Task description: Search the listing below for the string "flag" and copy every line where it occurs.

Study material:

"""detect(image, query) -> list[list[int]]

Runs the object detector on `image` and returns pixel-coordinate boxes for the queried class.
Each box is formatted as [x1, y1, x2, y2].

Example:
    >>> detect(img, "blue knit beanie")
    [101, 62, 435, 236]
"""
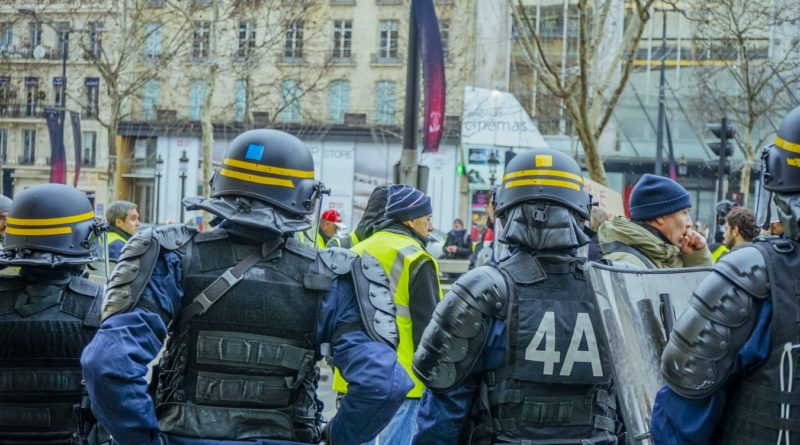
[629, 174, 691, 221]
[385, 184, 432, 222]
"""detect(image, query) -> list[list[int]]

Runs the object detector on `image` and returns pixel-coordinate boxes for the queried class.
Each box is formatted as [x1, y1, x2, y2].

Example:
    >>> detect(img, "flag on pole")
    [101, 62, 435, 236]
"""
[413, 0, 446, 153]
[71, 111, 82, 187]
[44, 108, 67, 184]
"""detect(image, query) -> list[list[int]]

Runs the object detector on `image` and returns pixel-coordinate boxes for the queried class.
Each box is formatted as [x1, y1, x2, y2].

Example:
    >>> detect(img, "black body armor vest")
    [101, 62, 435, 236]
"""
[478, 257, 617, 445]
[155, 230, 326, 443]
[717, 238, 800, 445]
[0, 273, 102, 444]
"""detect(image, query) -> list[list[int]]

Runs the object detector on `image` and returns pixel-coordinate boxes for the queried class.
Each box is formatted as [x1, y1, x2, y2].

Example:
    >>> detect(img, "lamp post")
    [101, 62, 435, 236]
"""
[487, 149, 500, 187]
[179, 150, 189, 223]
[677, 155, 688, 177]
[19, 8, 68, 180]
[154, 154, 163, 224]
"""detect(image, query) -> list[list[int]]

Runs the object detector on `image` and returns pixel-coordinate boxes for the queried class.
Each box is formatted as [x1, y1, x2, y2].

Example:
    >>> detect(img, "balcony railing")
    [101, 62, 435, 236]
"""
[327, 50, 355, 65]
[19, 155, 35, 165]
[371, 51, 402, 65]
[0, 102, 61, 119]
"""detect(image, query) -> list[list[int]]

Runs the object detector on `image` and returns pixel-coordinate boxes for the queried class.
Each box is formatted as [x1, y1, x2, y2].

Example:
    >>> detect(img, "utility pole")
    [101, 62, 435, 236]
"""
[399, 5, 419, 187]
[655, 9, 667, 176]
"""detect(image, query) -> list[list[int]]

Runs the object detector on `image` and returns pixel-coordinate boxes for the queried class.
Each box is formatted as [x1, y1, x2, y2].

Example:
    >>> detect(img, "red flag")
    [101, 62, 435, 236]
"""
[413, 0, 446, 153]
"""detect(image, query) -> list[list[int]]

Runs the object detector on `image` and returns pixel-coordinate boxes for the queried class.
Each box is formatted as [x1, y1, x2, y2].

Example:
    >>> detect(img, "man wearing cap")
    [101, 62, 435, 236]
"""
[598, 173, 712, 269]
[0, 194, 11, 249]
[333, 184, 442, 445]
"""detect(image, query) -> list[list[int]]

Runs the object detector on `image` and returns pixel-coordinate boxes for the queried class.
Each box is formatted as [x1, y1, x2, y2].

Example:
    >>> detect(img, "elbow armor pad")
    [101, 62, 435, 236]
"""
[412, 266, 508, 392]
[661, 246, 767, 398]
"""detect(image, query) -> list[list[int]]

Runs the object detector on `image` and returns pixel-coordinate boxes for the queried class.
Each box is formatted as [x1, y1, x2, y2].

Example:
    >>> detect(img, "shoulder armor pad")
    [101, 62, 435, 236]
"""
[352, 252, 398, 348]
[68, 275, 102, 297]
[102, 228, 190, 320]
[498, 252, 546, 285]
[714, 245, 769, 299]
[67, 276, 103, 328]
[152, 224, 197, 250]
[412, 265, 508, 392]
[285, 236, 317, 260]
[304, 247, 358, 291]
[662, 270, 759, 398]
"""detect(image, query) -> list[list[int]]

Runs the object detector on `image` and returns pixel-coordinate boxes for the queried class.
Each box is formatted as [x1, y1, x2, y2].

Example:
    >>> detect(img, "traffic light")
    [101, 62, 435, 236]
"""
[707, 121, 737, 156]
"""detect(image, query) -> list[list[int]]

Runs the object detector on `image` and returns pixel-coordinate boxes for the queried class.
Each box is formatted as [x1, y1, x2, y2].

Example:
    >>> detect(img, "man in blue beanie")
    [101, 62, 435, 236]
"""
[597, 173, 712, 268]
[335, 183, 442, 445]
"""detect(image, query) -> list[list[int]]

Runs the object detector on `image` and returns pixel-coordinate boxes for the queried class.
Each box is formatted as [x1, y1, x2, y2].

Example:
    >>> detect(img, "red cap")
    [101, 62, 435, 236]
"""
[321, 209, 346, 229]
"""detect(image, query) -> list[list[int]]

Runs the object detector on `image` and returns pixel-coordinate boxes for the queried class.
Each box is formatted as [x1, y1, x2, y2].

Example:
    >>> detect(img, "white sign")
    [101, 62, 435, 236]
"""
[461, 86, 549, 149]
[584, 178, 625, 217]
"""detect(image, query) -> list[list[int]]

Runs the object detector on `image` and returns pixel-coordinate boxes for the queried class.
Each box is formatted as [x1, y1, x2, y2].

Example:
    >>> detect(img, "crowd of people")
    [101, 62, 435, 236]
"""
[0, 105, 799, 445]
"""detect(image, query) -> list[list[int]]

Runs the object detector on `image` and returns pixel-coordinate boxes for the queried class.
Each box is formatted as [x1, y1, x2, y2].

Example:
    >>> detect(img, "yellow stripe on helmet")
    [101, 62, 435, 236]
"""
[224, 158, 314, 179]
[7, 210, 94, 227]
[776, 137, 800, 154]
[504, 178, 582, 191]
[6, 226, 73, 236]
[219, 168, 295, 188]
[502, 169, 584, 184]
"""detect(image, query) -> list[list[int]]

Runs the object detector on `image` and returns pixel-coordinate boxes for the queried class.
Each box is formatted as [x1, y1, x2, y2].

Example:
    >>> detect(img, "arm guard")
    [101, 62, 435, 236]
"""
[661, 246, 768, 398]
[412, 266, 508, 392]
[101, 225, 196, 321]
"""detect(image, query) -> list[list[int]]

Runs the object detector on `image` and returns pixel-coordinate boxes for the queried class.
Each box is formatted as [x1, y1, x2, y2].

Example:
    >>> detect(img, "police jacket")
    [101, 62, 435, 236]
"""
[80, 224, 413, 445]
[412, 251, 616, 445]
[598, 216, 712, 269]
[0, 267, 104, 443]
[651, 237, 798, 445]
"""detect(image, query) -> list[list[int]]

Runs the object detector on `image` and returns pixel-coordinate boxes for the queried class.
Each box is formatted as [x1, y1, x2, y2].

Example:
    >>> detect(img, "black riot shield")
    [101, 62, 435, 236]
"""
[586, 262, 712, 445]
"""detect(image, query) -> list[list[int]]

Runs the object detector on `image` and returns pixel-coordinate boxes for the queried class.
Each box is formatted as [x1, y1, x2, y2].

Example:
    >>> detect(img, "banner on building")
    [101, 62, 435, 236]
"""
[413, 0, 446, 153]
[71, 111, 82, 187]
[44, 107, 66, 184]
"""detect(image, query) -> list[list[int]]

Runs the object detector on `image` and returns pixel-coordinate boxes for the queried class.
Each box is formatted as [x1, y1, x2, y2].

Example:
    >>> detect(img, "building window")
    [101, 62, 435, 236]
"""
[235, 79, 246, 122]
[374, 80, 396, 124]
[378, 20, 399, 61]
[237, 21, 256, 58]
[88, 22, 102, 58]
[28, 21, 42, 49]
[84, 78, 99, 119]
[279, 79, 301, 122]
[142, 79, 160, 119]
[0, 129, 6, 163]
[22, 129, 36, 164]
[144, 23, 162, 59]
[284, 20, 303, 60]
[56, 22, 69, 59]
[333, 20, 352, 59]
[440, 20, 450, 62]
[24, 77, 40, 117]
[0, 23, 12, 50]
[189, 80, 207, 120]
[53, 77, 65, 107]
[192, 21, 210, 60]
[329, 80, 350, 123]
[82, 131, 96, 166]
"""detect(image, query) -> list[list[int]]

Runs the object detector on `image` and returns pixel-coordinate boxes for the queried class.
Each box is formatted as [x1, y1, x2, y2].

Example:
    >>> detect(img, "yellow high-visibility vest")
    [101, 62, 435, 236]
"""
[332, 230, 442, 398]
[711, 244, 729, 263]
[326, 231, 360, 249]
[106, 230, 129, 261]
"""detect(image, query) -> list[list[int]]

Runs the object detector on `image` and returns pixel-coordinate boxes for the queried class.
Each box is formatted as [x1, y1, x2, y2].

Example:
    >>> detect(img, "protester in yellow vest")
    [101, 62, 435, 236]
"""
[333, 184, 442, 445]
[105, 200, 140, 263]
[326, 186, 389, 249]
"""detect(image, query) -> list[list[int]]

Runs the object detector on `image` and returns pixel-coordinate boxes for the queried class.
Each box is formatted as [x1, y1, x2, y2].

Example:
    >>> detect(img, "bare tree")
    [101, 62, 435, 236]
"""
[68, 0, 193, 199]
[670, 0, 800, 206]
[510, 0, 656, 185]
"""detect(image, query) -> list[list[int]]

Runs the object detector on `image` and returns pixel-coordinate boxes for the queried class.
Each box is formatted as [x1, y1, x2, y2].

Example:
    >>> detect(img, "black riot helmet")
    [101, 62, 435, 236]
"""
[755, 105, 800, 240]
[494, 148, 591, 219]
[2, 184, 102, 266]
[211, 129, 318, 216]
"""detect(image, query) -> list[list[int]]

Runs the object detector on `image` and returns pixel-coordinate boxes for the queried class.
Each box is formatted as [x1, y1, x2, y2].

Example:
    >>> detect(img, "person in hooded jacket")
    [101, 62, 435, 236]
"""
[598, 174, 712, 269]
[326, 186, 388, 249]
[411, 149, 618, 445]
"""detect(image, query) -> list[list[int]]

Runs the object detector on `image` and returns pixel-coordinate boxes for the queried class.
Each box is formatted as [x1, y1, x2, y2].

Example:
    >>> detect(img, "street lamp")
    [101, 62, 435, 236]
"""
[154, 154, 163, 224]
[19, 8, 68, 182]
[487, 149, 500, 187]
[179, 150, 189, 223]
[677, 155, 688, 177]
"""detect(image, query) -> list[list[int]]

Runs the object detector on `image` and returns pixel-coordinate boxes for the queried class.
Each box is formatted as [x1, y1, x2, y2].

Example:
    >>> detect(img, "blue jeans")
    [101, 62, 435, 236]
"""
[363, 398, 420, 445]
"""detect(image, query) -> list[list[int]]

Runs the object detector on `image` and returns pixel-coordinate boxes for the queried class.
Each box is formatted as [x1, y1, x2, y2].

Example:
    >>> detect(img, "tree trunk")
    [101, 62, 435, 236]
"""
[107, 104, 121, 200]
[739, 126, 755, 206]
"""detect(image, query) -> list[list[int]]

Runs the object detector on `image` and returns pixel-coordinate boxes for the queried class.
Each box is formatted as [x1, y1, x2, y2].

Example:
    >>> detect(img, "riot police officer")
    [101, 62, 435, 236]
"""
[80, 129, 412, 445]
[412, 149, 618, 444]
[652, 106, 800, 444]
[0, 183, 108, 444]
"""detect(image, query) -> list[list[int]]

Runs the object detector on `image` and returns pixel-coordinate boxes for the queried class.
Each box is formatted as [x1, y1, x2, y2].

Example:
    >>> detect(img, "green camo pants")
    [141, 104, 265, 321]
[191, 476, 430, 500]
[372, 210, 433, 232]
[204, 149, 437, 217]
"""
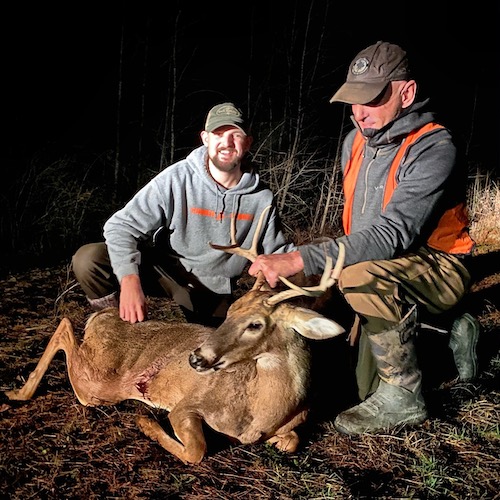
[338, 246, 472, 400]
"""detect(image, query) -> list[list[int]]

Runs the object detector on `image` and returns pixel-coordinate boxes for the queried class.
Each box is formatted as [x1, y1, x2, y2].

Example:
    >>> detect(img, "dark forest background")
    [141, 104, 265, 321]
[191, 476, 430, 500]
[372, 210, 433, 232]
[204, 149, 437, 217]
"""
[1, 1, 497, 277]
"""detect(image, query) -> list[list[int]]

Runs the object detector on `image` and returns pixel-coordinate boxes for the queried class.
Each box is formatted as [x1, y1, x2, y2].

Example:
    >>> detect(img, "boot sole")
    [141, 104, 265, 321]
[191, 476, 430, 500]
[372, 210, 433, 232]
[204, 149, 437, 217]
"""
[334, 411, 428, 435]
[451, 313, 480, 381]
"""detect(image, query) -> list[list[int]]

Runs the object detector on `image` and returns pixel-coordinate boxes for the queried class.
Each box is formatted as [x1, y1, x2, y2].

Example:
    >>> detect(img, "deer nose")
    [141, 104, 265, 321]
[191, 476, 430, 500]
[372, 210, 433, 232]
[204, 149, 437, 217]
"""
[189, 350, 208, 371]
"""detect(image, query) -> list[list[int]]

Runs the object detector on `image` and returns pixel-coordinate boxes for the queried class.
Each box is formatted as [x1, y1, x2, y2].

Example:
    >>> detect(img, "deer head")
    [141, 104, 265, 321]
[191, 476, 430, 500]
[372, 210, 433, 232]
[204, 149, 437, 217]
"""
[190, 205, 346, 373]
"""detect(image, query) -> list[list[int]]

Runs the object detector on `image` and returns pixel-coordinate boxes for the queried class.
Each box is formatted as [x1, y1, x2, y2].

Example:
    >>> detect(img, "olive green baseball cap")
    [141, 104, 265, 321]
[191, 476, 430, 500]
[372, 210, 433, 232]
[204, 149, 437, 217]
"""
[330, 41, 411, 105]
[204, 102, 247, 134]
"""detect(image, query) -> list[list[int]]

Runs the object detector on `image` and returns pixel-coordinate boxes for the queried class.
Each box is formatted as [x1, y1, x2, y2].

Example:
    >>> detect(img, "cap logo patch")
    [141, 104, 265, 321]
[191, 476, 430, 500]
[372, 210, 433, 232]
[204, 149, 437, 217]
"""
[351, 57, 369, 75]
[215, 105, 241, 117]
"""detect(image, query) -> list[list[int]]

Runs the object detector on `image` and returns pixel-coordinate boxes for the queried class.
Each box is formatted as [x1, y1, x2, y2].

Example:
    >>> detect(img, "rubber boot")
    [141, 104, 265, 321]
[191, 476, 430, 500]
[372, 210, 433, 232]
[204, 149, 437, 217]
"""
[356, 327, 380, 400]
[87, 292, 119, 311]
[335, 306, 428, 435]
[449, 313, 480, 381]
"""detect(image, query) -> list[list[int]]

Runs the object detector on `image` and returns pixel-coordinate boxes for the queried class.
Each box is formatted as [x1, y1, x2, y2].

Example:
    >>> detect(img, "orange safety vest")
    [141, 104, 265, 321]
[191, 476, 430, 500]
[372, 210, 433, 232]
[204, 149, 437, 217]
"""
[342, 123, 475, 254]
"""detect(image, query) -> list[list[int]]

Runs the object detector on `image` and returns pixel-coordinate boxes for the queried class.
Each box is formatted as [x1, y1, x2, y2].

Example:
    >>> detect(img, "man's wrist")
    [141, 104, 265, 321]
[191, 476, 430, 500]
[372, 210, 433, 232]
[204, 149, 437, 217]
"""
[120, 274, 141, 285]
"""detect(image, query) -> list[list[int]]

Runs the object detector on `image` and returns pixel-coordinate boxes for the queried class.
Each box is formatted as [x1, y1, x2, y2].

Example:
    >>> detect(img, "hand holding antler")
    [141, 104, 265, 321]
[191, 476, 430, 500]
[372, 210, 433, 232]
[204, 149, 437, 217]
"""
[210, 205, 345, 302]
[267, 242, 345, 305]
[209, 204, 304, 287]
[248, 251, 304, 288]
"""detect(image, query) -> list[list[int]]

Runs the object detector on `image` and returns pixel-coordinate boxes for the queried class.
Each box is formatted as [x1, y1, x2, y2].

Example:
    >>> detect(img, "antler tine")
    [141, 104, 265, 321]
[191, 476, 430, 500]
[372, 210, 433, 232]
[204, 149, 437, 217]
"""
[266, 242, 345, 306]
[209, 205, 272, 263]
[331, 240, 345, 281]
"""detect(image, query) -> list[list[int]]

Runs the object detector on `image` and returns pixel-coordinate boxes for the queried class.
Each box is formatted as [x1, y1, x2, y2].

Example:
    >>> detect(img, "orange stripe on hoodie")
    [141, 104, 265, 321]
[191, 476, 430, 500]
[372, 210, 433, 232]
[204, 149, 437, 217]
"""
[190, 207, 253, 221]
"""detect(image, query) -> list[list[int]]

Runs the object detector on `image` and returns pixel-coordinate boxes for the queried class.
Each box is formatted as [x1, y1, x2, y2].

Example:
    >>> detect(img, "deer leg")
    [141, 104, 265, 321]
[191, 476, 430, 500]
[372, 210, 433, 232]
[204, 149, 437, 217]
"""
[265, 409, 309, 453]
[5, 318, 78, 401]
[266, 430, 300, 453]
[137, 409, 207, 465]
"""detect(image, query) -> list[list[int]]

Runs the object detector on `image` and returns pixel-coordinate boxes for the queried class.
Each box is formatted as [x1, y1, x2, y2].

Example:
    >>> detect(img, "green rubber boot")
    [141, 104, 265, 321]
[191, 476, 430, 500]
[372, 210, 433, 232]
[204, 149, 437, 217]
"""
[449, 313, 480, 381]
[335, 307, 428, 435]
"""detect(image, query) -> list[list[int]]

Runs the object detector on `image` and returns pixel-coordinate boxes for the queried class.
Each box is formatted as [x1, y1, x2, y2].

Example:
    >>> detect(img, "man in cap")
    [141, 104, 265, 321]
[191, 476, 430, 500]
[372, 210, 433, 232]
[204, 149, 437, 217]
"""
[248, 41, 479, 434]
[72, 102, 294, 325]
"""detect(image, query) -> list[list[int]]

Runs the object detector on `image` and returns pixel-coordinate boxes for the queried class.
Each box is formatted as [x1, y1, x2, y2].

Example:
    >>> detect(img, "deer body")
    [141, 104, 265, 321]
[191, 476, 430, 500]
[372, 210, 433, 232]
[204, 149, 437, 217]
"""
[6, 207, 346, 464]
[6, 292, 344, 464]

Response:
    >>> detect(img, "flag on pole")
    >>> detect(img, "red flag")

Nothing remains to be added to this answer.